オバマ大統領、安倍晋三首相、朴槿恵大統領による
米・日・南首脳会談が25日夜(現地時間)、
オランダ・ハーグでの核安全保障サミット
(24~25日)終了後に現地の米大使公邸で行われた。


米国が仲介して6年ぶりに行われた今回の首脳会談では、
朝鮮の核問題などをめぐって3カ国が外交・軍事面での連携を
いっそう強化することで一致した


一方、安倍首相と朴大統領が就任後に
会談の形で顔を合わせたのは初めて。

日本軍「慰安婦」問題をはじめとする
日・南間の懸案は議題とならなかったが、
南朝鮮では会談をめぐる反対世論が強まった


全国民主労働組合総連盟(民主労総)と
韓国挺身隊問題対策協議会(挺対協)、韓国進歩連帯などからなる
「戦争反対平和実現国民行動」は20日、
米・日・南首脳会談の推進を即刻中断することを朴槿恵政府に求めた


「戦争反対平和実現国民行動」はこの日、論評を発表し、
安倍首相が河野談話継承を云々したものの、
歴史わい曲と再軍備策動を修正する兆しがない状況のなかで、
朴槿恵政府が米国政府の要求に屈して
米・南・日首脳会談を行おうとするのは「屈辱的」である
と非難した。


また、「歴史わい曲と日本の再軍備は
決して切り離せない問題であるにもかかわらず、
政府がわざと切り離し、『安保協力』を口実に
韓日間の協力を行おうとすれば、日本の軍国主義勢力に
力を添えることになる
」と指摘した。

さらに、安倍首相が再軍備を進めるために北の核問題を口実として
持ち出しているなかで、米・日・南首脳が共に北の核問題を論議することは、
日本の再軍備を加速させるだけでなく、6者会談など
協議の雰囲気をつくるうえでまったくプラスにならない
」と批判した。

· · ·

• 作成課題:
a: 記事によると、米・日・南首脳会談はどこで行われたか。
b: 記事の「オバマ大統領、安倍晋三首相、朴槿恵大統領による」から「会談の形で顔を合わせたのは初めて。」まで（両端を含む）を一字も変えずに書き写すこと。
c: 記事の内容を二文で要約すること。
以下の資料はこの作業には関係しない。

• 表示情報:
· · ·

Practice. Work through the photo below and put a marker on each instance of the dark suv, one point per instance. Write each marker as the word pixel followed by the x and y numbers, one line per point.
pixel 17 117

· · ·

• 課題の解答:
a: オランダ・ハーグの米大使公邸で行われた。

b:
オバマ大統領、安倍晋三首相、朴槿恵大統領による
米・日・南首脳会談が25日夜(現地時間)、
オランダ・ハーグでの核安全保障サミット
(24~25日)終了後に現地の米大使公邸で行われた。


米国が仲介して6年ぶりに行われた今回の首脳会談では、
朝鮮の核問題などをめぐって3カ国が外交・軍事面での連携を
いっそう強化することで一致した


一方、安倍首相と朴大統領が就任後に
会談の形で顔を合わせたのは初めて。

c: 米・日・南首脳会談は25日夜、ハーグでの核安全保障サミット終了後に米大使公邸で行われ、3カ国は朝鮮の核問題などをめぐり外交・軍事面での連携をいっそう強化することで一致した。一方、南朝鮮では会談への反対世論が強まり、「戦争反対平和実現国民行動」は会談推進の即刻中断を朴槿恵政府に求め、会談を行おうとすることを「屈辱的」だと非難した。